[Instructions to follow] Below are the records; retype each one exactly.

[Entries shown]
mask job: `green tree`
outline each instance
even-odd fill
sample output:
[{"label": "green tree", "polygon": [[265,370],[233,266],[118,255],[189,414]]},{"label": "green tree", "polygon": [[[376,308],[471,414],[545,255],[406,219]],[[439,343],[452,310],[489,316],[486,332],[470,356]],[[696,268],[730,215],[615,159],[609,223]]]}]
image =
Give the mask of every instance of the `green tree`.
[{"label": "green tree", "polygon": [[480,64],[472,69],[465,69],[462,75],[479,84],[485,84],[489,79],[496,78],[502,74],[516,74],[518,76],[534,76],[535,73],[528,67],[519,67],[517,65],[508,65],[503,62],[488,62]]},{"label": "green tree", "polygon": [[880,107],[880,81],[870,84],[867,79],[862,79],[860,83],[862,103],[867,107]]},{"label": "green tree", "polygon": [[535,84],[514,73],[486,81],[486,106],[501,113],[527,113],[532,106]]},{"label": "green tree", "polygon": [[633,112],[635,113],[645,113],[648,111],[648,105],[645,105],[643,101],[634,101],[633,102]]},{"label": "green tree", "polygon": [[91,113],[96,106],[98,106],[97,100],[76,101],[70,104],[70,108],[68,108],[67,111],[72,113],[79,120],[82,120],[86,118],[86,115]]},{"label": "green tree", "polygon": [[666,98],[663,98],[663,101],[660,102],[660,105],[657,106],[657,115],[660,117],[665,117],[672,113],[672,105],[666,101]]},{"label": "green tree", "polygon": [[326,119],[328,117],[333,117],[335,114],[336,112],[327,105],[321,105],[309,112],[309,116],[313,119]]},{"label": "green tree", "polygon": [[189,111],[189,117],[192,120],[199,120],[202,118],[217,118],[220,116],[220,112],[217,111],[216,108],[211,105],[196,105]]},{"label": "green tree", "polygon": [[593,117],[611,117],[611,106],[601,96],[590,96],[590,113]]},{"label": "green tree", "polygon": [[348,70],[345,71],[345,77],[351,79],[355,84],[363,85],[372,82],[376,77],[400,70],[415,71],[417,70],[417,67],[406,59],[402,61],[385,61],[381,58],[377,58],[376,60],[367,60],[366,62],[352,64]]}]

[Response box]
mask job: `green tree`
outline each instance
even-odd fill
sample output:
[{"label": "green tree", "polygon": [[265,370],[233,266],[118,255],[189,414]]},{"label": "green tree", "polygon": [[[376,308],[471,414],[545,255],[406,219]],[[439,343],[452,310],[489,316],[486,332],[470,356]],[[696,268],[730,215],[615,159],[609,223]]]}]
image =
Give the mask of every instance of the `green tree`.
[{"label": "green tree", "polygon": [[480,64],[472,69],[465,69],[462,75],[479,84],[485,84],[489,79],[496,78],[502,74],[516,74],[518,76],[534,76],[535,73],[528,67],[519,67],[517,65],[508,65],[503,62],[488,62]]},{"label": "green tree", "polygon": [[880,107],[880,81],[870,84],[867,79],[862,79],[860,83],[862,103],[867,107]]},{"label": "green tree", "polygon": [[535,84],[514,73],[486,81],[486,106],[501,113],[527,113],[532,106]]},{"label": "green tree", "polygon": [[633,112],[635,113],[645,113],[648,111],[648,105],[645,105],[643,101],[634,101],[633,102]]},{"label": "green tree", "polygon": [[91,113],[96,106],[98,106],[97,100],[76,101],[70,104],[70,108],[68,108],[67,111],[72,113],[79,120],[82,120],[86,118],[86,115]]},{"label": "green tree", "polygon": [[666,98],[663,98],[663,101],[660,102],[660,105],[657,106],[657,115],[660,117],[665,117],[672,113],[672,105],[666,101]]},{"label": "green tree", "polygon": [[326,119],[328,117],[333,117],[335,114],[336,112],[327,105],[321,105],[309,112],[309,116],[313,119]]},{"label": "green tree", "polygon": [[189,111],[189,117],[192,120],[199,120],[202,118],[217,118],[220,116],[220,112],[217,111],[216,108],[211,105],[196,105]]},{"label": "green tree", "polygon": [[593,117],[611,117],[611,106],[601,96],[590,96],[590,113]]},{"label": "green tree", "polygon": [[348,70],[345,71],[345,77],[351,79],[355,84],[363,85],[372,82],[376,77],[400,70],[415,71],[417,70],[417,67],[406,59],[402,61],[385,61],[381,58],[377,58],[376,60],[367,60],[366,62],[352,64]]}]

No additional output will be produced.